#### Dataset content ####

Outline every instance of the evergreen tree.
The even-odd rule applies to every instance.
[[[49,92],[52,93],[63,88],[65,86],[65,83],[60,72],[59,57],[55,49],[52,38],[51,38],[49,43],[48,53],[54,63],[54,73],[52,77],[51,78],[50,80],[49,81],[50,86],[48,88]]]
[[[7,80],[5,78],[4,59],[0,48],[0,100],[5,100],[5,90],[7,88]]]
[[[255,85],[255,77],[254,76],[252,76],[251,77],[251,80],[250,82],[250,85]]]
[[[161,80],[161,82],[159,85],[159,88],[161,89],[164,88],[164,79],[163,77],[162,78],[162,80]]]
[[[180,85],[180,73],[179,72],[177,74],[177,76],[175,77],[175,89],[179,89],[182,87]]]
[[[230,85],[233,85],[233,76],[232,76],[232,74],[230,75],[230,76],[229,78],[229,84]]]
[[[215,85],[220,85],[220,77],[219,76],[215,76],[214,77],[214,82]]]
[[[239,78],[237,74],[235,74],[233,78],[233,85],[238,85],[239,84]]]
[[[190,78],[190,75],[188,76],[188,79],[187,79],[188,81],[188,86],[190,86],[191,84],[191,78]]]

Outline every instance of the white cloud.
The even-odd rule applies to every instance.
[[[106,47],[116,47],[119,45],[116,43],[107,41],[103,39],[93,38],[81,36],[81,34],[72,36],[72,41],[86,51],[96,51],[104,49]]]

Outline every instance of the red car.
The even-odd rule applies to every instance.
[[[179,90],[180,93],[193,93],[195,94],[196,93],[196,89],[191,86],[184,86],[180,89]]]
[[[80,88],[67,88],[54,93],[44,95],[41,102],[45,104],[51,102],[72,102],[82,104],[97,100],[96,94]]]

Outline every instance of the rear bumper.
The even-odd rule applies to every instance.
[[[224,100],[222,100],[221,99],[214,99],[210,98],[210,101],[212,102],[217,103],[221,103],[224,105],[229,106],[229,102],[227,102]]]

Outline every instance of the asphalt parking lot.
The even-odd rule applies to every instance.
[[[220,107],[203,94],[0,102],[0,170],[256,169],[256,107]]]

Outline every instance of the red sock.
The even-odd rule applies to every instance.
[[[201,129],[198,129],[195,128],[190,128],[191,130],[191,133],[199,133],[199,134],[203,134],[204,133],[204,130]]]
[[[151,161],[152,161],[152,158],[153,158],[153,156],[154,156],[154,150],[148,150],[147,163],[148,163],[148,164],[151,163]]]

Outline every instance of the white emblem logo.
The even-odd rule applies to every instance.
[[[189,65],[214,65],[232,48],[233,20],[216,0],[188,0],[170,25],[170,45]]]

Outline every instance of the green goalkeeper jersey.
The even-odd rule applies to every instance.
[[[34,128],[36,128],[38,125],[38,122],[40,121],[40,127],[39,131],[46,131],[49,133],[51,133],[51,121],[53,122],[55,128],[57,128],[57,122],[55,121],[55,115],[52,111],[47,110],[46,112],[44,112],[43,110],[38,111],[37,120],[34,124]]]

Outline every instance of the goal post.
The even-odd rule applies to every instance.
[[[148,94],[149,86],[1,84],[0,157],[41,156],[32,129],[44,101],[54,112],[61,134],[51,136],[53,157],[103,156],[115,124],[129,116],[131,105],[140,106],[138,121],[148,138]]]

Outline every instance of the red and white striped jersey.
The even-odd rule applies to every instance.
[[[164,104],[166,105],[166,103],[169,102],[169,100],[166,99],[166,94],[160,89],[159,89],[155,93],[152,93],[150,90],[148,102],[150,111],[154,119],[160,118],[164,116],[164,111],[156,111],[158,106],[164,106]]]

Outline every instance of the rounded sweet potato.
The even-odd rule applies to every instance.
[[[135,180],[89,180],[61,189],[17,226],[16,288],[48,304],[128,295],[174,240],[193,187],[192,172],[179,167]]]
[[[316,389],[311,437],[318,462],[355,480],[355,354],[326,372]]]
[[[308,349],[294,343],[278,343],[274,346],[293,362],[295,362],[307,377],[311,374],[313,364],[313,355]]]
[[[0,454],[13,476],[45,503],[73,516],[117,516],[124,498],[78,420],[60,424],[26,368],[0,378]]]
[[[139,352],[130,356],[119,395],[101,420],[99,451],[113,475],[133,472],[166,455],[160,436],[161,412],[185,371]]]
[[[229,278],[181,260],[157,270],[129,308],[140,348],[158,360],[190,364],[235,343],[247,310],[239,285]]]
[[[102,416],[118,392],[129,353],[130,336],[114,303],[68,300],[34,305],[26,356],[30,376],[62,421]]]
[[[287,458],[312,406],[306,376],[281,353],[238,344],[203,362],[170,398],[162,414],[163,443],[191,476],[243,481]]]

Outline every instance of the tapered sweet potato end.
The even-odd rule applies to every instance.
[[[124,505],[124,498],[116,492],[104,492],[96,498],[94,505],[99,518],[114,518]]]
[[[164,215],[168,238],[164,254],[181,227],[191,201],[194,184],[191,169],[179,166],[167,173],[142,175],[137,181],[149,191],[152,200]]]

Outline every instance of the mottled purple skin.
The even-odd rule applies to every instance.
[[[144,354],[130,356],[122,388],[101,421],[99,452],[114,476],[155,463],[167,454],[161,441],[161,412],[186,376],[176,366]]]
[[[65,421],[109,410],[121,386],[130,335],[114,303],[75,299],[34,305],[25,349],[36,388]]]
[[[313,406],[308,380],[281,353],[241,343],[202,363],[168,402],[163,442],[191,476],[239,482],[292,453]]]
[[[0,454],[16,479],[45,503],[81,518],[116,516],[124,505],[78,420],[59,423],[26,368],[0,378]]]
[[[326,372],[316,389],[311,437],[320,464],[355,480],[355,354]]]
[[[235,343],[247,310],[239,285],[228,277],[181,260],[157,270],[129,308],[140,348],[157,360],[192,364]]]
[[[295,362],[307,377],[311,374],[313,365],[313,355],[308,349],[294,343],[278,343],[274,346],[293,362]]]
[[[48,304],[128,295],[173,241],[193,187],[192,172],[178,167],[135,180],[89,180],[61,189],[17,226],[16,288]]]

####

> _Exercise instructions_
Please reproduce, word for word, everything from the line containing "Outline every instance of the mottled" down to the last line of the entries above, including both of those lines.

> _Reply_
Outline every instance of the mottled purple skin.
The even-odd rule applies to every instance.
[[[144,354],[130,356],[122,388],[101,421],[99,452],[114,476],[155,463],[167,454],[161,441],[161,412],[186,376],[176,366]]]
[[[65,421],[109,410],[121,386],[130,335],[114,303],[75,299],[34,305],[25,349],[36,388]]]
[[[313,406],[308,380],[281,353],[241,343],[202,363],[168,402],[163,442],[191,476],[239,482],[292,453]]]
[[[0,454],[16,479],[45,503],[81,518],[116,516],[124,505],[78,420],[59,423],[26,368],[0,378]]]
[[[326,372],[316,389],[311,437],[320,464],[355,480],[355,354]]]
[[[235,343],[247,310],[239,285],[228,277],[181,260],[157,270],[129,308],[140,348],[157,360],[192,364]]]
[[[295,362],[307,377],[311,374],[313,365],[313,355],[308,349],[294,343],[278,343],[274,346],[293,362]]]
[[[48,304],[128,295],[173,241],[193,187],[192,172],[178,167],[135,180],[89,180],[61,189],[17,226],[16,288]]]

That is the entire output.